[Stored records]

* * *

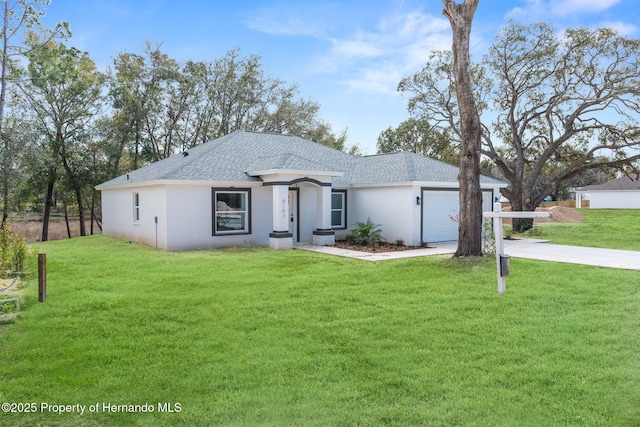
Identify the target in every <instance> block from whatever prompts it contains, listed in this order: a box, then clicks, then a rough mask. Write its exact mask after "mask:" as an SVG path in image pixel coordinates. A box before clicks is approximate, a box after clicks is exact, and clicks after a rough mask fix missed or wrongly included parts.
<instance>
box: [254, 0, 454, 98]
mask: <svg viewBox="0 0 640 427" xmlns="http://www.w3.org/2000/svg"><path fill="white" fill-rule="evenodd" d="M372 7H373V6H372ZM347 8H348V6H344V4H341V3H328V5H327V4H326V3H325V4H323V7H317V8H316V7H315V6H310V5H308V4H306V5H301V6H296V5H291V3H288V6H287V7H281V5H280V6H277V5H276V6H275V7H272V6H267V7H265V8H263V9H260V10H258V11H254V12H252V15H251V16H248V17H247V18H246V19H245V24H246V25H248V26H249V27H250V28H252V29H254V30H257V31H261V32H264V33H267V34H271V35H286V36H305V37H312V38H315V39H316V40H319V41H322V42H326V44H325V46H326V49H325V50H324V51H319V52H317V53H315V54H314V56H313V57H312V59H311V60H310V64H309V69H310V70H311V72H313V73H324V74H327V75H330V76H331V77H332V78H333V79H334V81H340V82H341V83H342V84H344V85H346V86H347V87H348V88H350V89H353V90H356V91H365V92H369V93H385V94H394V95H395V94H396V93H397V92H396V88H397V85H398V83H399V81H400V79H401V78H403V77H405V76H407V75H409V74H412V73H414V72H416V71H418V70H419V69H420V68H421V67H422V66H423V64H424V62H425V61H426V59H427V57H428V56H429V53H430V51H432V50H442V49H450V48H451V27H450V25H449V21H448V20H447V19H446V18H445V17H443V16H434V15H431V14H428V13H425V12H424V11H423V10H421V9H418V10H413V11H409V12H399V11H396V12H391V13H389V12H380V15H384V17H379V18H377V19H378V21H377V24H375V25H373V26H372V25H370V24H369V25H367V24H366V22H367V21H368V22H369V23H370V22H371V21H370V20H368V18H369V17H371V16H372V14H368V15H367V16H366V17H364V18H363V19H362V20H356V19H353V13H351V11H349V12H347V10H348V9H347ZM374 13H375V12H374ZM373 16H375V15H373ZM373 19H376V18H373ZM374 22H375V21H374Z"/></svg>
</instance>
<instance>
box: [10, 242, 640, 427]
mask: <svg viewBox="0 0 640 427" xmlns="http://www.w3.org/2000/svg"><path fill="white" fill-rule="evenodd" d="M38 248H39V249H40V250H43V251H46V252H47V259H48V300H47V302H46V303H44V304H40V303H37V302H36V295H35V293H36V288H37V286H36V284H35V282H34V281H33V280H32V282H31V284H30V287H29V288H28V297H27V298H26V301H25V304H24V306H25V310H24V313H23V316H22V318H21V319H19V320H18V321H17V323H16V324H13V325H5V326H1V327H0V354H2V356H3V357H2V359H3V363H2V364H0V401H2V402H12V403H26V404H31V403H34V404H36V405H37V409H38V410H37V411H36V412H33V413H0V424H3V425H25V426H27V425H54V426H55V425H151V424H153V425H190V426H192V425H225V426H226V425H231V426H233V425H238V426H241V425H242V426H246V425H249V426H252V425H256V426H260V425H278V426H281V425H322V426H327V425H407V426H409V425H434V426H435V425H486V426H496V425H524V426H527V425H529V426H538V425H584V426H593V425H607V426H609V425H621V426H625V425H627V426H633V425H638V423H640V413H639V411H638V408H639V407H640V395H639V393H640V392H639V390H640V380H639V378H640V366H639V361H638V360H639V358H638V354H639V350H640V337H639V335H638V331H639V330H640V324H639V321H640V294H639V292H640V286H639V284H640V273H638V272H635V271H619V270H613V269H604V268H596V267H584V266H575V265H567V264H565V265H562V264H554V263H546V262H537V261H529V260H512V262H513V264H514V268H513V272H514V273H513V274H512V275H511V276H510V277H509V295H507V297H498V296H497V295H496V291H495V270H494V269H495V266H494V264H493V259H492V257H486V259H482V260H472V261H464V262H453V261H451V260H449V259H448V258H447V257H427V258H417V259H408V260H398V261H387V262H382V263H364V262H361V261H358V260H350V259H343V258H338V257H330V256H325V255H321V254H314V253H308V252H303V251H273V250H269V249H263V248H257V249H242V250H241V249H230V250H224V251H201V252H188V253H166V252H162V251H157V250H154V249H151V248H147V247H143V246H139V245H135V244H128V243H126V242H122V241H119V240H116V239H111V238H108V237H105V236H93V237H87V238H81V239H74V240H69V241H59V242H50V243H47V244H41V245H38ZM43 403H44V404H47V405H84V406H86V407H87V408H89V407H90V405H93V404H99V405H101V406H99V408H100V409H99V410H97V411H96V412H92V413H88V412H85V413H84V414H83V415H80V414H78V413H77V412H76V413H65V414H58V413H55V412H51V411H44V412H43V411H41V408H42V404H43ZM105 403H106V404H107V405H109V406H107V407H111V406H110V405H115V406H116V407H117V408H120V407H121V408H123V409H124V408H127V407H128V406H130V407H131V409H134V410H135V409H136V407H135V406H134V405H138V408H140V407H142V405H144V404H150V405H151V406H152V407H153V408H154V411H153V412H141V411H138V412H127V411H125V410H121V411H120V410H118V411H109V410H104V409H103V408H104V406H102V405H103V404H105ZM176 403H178V404H179V409H180V411H179V412H177V411H174V412H168V411H164V412H160V410H159V409H163V408H164V409H166V408H168V406H158V405H166V404H170V405H175V404H176ZM170 407H171V408H176V406H170ZM87 411H88V409H87Z"/></svg>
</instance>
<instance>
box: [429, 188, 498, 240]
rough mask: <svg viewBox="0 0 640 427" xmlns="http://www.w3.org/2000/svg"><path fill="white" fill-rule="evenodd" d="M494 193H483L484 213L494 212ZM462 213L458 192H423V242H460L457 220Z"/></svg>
mask: <svg viewBox="0 0 640 427" xmlns="http://www.w3.org/2000/svg"><path fill="white" fill-rule="evenodd" d="M492 206H493V192H492V191H491V190H489V191H483V192H482V211H483V212H487V211H491V210H493V208H492ZM459 211H460V201H459V199H458V190H422V241H423V242H425V243H435V242H447V241H451V240H458V223H457V222H456V221H454V220H453V219H452V218H456V219H457V216H458V213H459Z"/></svg>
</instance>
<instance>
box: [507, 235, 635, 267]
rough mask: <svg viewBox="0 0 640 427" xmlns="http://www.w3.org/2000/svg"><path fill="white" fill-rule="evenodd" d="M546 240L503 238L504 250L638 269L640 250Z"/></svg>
mask: <svg viewBox="0 0 640 427" xmlns="http://www.w3.org/2000/svg"><path fill="white" fill-rule="evenodd" d="M547 242H548V241H547V240H534V239H521V240H505V241H504V252H505V253H506V254H507V255H511V256H512V257H515V258H528V259H538V260H542V261H552V262H566V263H570V264H584V265H595V266H598V267H609V268H623V269H627V270H640V252H636V251H622V250H618V249H600V248H585V247H580V246H566V245H555V244H553V243H547Z"/></svg>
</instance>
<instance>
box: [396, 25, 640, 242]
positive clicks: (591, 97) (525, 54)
mask: <svg viewBox="0 0 640 427" xmlns="http://www.w3.org/2000/svg"><path fill="white" fill-rule="evenodd" d="M471 75H472V79H473V85H474V98H475V100H476V103H477V105H478V107H479V112H480V114H481V115H482V117H483V121H482V129H483V131H482V154H483V155H484V156H486V157H487V158H488V159H490V161H491V164H492V167H491V168H485V170H484V172H485V173H488V174H491V175H493V176H496V177H498V178H502V179H505V180H506V181H508V182H509V184H510V185H509V187H508V188H507V189H505V190H504V191H503V195H504V196H505V197H506V198H507V199H509V201H510V202H511V205H512V207H513V208H514V209H515V210H525V211H531V210H534V209H535V208H536V207H537V206H539V204H540V203H541V202H542V201H543V199H544V198H545V197H547V196H548V195H549V194H551V193H552V192H553V191H554V189H556V188H558V187H559V186H560V185H562V184H563V183H565V182H567V181H569V180H571V179H572V178H574V177H576V176H578V175H580V174H582V173H584V172H585V171H588V170H610V169H612V168H613V169H618V170H621V171H624V170H628V168H633V167H636V166H637V161H638V159H640V152H639V151H638V149H639V148H640V127H639V122H638V120H639V118H640V102H639V101H638V99H640V98H638V95H639V91H640V40H636V39H629V38H626V37H622V36H620V35H618V34H617V33H616V32H615V31H613V30H611V29H607V28H602V29H597V30H591V29H586V28H578V29H569V30H566V31H565V32H564V33H562V34H558V33H556V31H555V29H554V28H553V27H552V26H551V25H549V24H546V23H538V24H533V25H527V26H524V25H519V24H516V23H514V22H511V23H509V25H507V26H505V27H504V28H503V29H502V30H501V31H500V33H499V34H498V35H497V37H496V40H495V43H494V44H493V45H492V46H491V48H490V49H489V51H488V53H487V54H486V55H485V56H484V58H483V60H482V61H481V62H480V63H477V64H473V65H472V72H471ZM454 87H455V81H454V78H453V68H452V55H451V53H448V52H434V53H432V55H431V57H430V60H429V61H428V62H427V64H426V65H425V67H424V68H423V69H422V70H420V71H419V72H418V73H416V74H414V75H413V76H410V77H407V78H405V79H403V80H402V81H401V82H400V84H399V90H400V91H403V92H407V93H409V94H410V95H411V96H410V99H409V109H410V112H411V113H412V115H414V116H416V117H417V118H420V119H423V120H428V121H429V122H431V123H433V124H434V126H436V127H439V128H441V129H443V130H448V131H450V132H451V135H452V136H453V137H454V138H461V130H460V129H461V126H460V118H459V104H458V102H457V100H456V98H455V97H453V96H452V93H453V92H452V91H453V90H454V89H453V88H454ZM529 226H530V223H524V224H522V223H517V224H516V223H514V227H515V229H516V230H520V229H522V228H527V227H529Z"/></svg>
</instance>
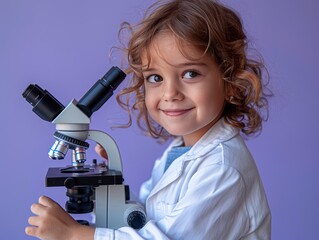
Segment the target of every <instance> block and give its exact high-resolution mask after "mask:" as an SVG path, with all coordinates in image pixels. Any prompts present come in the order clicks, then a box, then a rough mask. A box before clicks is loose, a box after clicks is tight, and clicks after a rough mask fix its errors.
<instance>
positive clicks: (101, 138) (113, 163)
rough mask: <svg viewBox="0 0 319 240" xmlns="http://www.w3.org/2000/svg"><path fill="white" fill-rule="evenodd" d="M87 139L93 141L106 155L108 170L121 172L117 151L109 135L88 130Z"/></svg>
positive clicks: (120, 168) (97, 131)
mask: <svg viewBox="0 0 319 240" xmlns="http://www.w3.org/2000/svg"><path fill="white" fill-rule="evenodd" d="M87 139H90V140H93V141H95V142H96V143H98V144H100V145H101V146H102V147H103V148H104V149H105V151H106V152H107V155H108V167H109V169H111V170H116V171H120V172H123V171H122V170H123V169H122V160H121V156H120V152H119V149H118V147H117V144H116V142H115V141H114V140H113V138H112V137H111V136H110V135H108V134H106V133H105V132H102V131H98V130H89V131H88V136H87Z"/></svg>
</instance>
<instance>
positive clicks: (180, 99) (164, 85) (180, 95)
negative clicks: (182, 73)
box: [162, 79, 184, 102]
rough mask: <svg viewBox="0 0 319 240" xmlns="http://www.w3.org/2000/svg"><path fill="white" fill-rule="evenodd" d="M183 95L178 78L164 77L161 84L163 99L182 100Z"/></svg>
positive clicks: (169, 99)
mask: <svg viewBox="0 0 319 240" xmlns="http://www.w3.org/2000/svg"><path fill="white" fill-rule="evenodd" d="M183 98H184V95H183V93H182V86H181V85H180V84H179V81H178V80H175V79H166V81H165V80H164V84H163V96H162V100H163V101H166V102H168V101H176V100H183Z"/></svg>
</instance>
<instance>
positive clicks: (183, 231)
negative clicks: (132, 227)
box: [95, 164, 249, 240]
mask: <svg viewBox="0 0 319 240" xmlns="http://www.w3.org/2000/svg"><path fill="white" fill-rule="evenodd" d="M245 194H246V189H245V185H244V182H243V179H242V178H241V176H240V174H239V173H238V172H237V171H236V169H233V168H231V167H227V166H225V165H220V164H212V165H208V166H205V167H203V168H201V169H199V170H198V171H196V173H195V174H194V175H193V177H192V178H191V179H190V180H189V181H188V186H187V190H186V191H185V194H184V195H183V196H180V198H179V199H177V201H176V202H165V199H163V201H162V202H160V204H159V206H155V208H156V209H158V211H164V213H165V214H164V217H163V218H162V219H160V220H158V221H154V220H151V221H149V222H148V223H147V224H146V225H145V226H144V227H143V228H142V229H140V230H139V231H135V230H133V229H132V228H129V227H123V228H120V229H118V230H112V231H110V230H107V229H104V230H103V229H97V230H96V236H95V237H96V238H95V240H101V239H152V240H157V239H161V240H162V239H183V240H187V239H192V240H193V239H240V238H241V237H242V236H243V234H244V233H247V232H248V229H249V215H248V212H247V208H246V201H245ZM158 203H159V202H158V201H156V204H158ZM103 231H105V233H103ZM99 236H101V237H99ZM102 236H109V238H106V237H102Z"/></svg>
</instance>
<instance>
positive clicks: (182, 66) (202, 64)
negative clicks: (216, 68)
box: [142, 62, 207, 72]
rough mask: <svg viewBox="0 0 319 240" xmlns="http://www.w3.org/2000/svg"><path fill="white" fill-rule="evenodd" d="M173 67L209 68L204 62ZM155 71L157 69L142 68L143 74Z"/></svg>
mask: <svg viewBox="0 0 319 240" xmlns="http://www.w3.org/2000/svg"><path fill="white" fill-rule="evenodd" d="M173 66H175V67H177V68H180V67H188V66H207V64H206V63H204V62H186V63H181V64H177V65H173ZM155 70H156V69H155V68H143V67H142V72H152V71H155Z"/></svg>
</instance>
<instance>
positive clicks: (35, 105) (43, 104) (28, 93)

* * *

Task directions:
Given the entries above, say how many lines include the word "negative", and write nothing besides the number.

Your response:
3